* **Challenge**
Convert the records below into a JSON list of strings, one string per line across all of them, and leave out any blank lines.

··· Given data

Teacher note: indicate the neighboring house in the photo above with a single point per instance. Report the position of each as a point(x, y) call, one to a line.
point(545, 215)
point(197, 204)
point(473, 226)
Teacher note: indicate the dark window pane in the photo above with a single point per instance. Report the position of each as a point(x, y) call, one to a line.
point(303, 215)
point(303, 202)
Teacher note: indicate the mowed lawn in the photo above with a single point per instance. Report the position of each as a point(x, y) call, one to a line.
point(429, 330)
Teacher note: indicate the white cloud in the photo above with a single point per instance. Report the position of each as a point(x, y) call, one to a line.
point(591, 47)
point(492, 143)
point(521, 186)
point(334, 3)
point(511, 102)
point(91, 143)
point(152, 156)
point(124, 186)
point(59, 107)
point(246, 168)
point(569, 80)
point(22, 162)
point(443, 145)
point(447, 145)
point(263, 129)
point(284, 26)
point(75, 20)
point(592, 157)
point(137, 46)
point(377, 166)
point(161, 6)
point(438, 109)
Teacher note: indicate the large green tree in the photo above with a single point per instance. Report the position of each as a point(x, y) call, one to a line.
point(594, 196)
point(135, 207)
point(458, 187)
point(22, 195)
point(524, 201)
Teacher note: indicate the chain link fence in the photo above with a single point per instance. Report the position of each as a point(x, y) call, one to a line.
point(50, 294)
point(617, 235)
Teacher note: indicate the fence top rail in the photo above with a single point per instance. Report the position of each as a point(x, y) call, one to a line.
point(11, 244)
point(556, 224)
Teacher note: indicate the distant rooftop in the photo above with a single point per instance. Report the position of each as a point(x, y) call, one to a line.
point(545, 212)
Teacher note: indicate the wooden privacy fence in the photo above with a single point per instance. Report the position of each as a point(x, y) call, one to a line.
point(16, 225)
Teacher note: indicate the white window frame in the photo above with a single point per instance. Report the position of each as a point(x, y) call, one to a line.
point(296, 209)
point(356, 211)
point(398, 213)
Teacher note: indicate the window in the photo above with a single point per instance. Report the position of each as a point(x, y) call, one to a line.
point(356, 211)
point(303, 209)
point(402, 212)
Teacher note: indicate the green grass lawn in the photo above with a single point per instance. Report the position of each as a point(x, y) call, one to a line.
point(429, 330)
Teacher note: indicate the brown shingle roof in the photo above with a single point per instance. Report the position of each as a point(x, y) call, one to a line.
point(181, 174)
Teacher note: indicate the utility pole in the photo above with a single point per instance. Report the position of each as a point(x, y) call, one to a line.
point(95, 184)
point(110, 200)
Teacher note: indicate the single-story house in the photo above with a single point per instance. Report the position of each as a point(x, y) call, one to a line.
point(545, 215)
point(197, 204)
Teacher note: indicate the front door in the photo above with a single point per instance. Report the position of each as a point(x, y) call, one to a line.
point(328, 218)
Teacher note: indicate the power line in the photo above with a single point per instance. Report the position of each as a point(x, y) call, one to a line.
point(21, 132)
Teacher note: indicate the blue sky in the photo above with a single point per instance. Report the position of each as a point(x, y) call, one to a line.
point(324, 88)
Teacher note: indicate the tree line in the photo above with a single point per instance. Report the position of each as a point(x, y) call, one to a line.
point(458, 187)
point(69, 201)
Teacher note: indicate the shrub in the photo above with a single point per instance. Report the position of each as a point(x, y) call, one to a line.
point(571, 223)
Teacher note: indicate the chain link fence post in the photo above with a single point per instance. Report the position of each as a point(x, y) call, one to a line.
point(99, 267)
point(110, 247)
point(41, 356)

······

* **Response to the exercise**
[
  "Teacher note: indicate the neighboring house in the photo above with a single point per instance. Report the position of each as a point(x, y) call, one to a line.",
  "point(545, 215)",
  "point(197, 204)",
  "point(473, 226)",
  "Teacher note: indicate the dark window pane in the photo above with a single point per instance. Report the position of each as a point(x, y) call, one to a line.",
  "point(303, 215)",
  "point(303, 202)",
  "Teacher note: indicate the mowed lawn in the photo above with a single point per instance. Report the position of each as a point(x, y) call, one to a line.",
  "point(429, 330)",
  "Teacher note: indicate the white cloud in the photo above with a single point per instance. Report the position of each as a point(x, y) call, one to a line.",
  "point(591, 47)",
  "point(492, 143)",
  "point(521, 186)",
  "point(334, 3)",
  "point(511, 102)",
  "point(91, 143)",
  "point(152, 156)",
  "point(124, 186)",
  "point(59, 107)",
  "point(246, 168)",
  "point(569, 80)",
  "point(22, 162)",
  "point(443, 145)",
  "point(447, 145)",
  "point(263, 129)",
  "point(284, 26)",
  "point(75, 20)",
  "point(592, 157)",
  "point(137, 46)",
  "point(377, 166)",
  "point(161, 6)",
  "point(438, 109)",
  "Teacher note: indicate the large green tree in the photo above with a single point per instance. Report the position of each as a point(x, y) call, one to a line.",
  "point(594, 196)",
  "point(135, 207)",
  "point(458, 187)",
  "point(22, 195)",
  "point(524, 201)",
  "Teacher note: indicate the chain link fence in the photo above with a single point per instance. Report the position of each as a point(x, y) call, one to a line.",
  "point(50, 294)",
  "point(617, 235)",
  "Teacher note: indicate the fence top rail in the photo above with a single point per instance. Report the position of each as a point(x, y) call, one to a line.",
  "point(11, 244)",
  "point(556, 224)",
  "Teacher note: indicate the distant rooftop in the photo above with a single point per instance. Report the position of each as a point(x, y) call, one to a line.",
  "point(545, 212)",
  "Teacher note: indicate the wooden privacy fence in the photo above with a single point per instance. Report the position of each as a point(x, y) call, one to a line.",
  "point(16, 225)",
  "Teacher note: indicate the white window frame in the photo above with a single point per instance. Report the position of each as a point(x, y) call, one to a line.",
  "point(296, 209)",
  "point(356, 211)",
  "point(398, 213)",
  "Teacher note: indicate the window in the photo above with a single point per instance. Report the position of each as a point(x, y) call, one to a line.",
  "point(356, 211)",
  "point(303, 209)",
  "point(402, 212)",
  "Teacher note: indicate the green grass lawn in the photo above with a single point per instance. Report the position of each as a point(x, y) call, one to a line.",
  "point(429, 330)",
  "Teacher note: indicate the brown shingle roof in the photo above with a single point per instance. Report the position of each as a point(x, y) call, one to a line.",
  "point(181, 174)",
  "Teacher note: indicate the utility pole in the photo above with a single point per instance. Report the position of each as a point(x, y) call, one to a line.",
  "point(95, 184)",
  "point(110, 200)",
  "Teacher note: indicate the single-story house in the photo above with a single point per instance. Report the position of each as a point(x, y) call, one to a line.",
  "point(545, 215)",
  "point(197, 204)",
  "Teacher note: indicate the front door in the photo above with a single point per instance. Report the position of each as a point(x, y) call, one to a line.",
  "point(328, 218)",
  "Teacher note: indicate the power line in the photo above with a single point per instance. Report the position of each as a point(x, y) call, one to a line.",
  "point(21, 132)",
  "Teacher note: indicate the blue sky in the photo above with a single point per instance. Report the position of each as a point(x, y) call, one to a line.",
  "point(324, 88)",
  "Teacher note: indicate the tree line in the photo above with a single point per instance. Report the position of each as a point(x, y) call, one to a line.",
  "point(458, 187)",
  "point(69, 201)",
  "Teacher note: indicate the shrub in the photo above with a single point per instance. Report the position of each as a point(x, y) call, one to a line.",
  "point(571, 223)",
  "Teacher note: indicate the chain link fence post in the photo above with a single point per instance. Report the position of each as a point(x, y) call, one to a line.",
  "point(99, 267)",
  "point(110, 247)",
  "point(41, 356)"
]